**The request:** Put these lines into a Markdown table with the columns Row and Text, numbering each row and skipping blank lines. Omit any images from your answer.
─── Material for the task ───
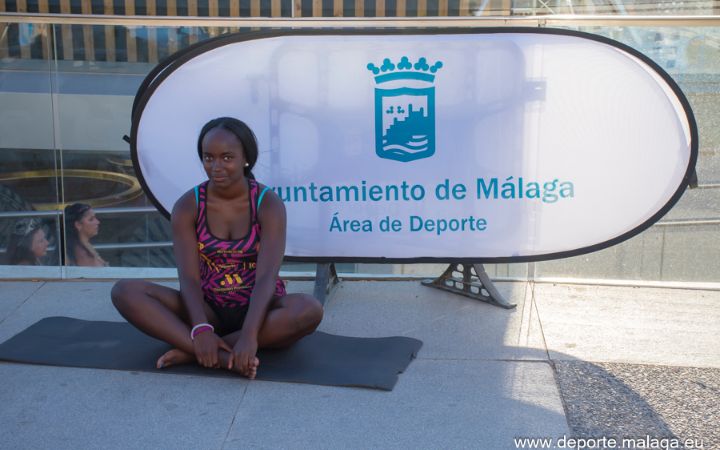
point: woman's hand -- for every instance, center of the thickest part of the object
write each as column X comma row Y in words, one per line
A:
column 206, row 346
column 244, row 358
───
**Final result:**
| Row | Text |
|---|---|
| 1 | point: woman's hand -- for every instance, center of the thickest part of the object |
| 2 | write each as column X comma row Y in words, one per line |
| 3 | A: |
| 4 | column 206, row 346 |
| 5 | column 244, row 358 |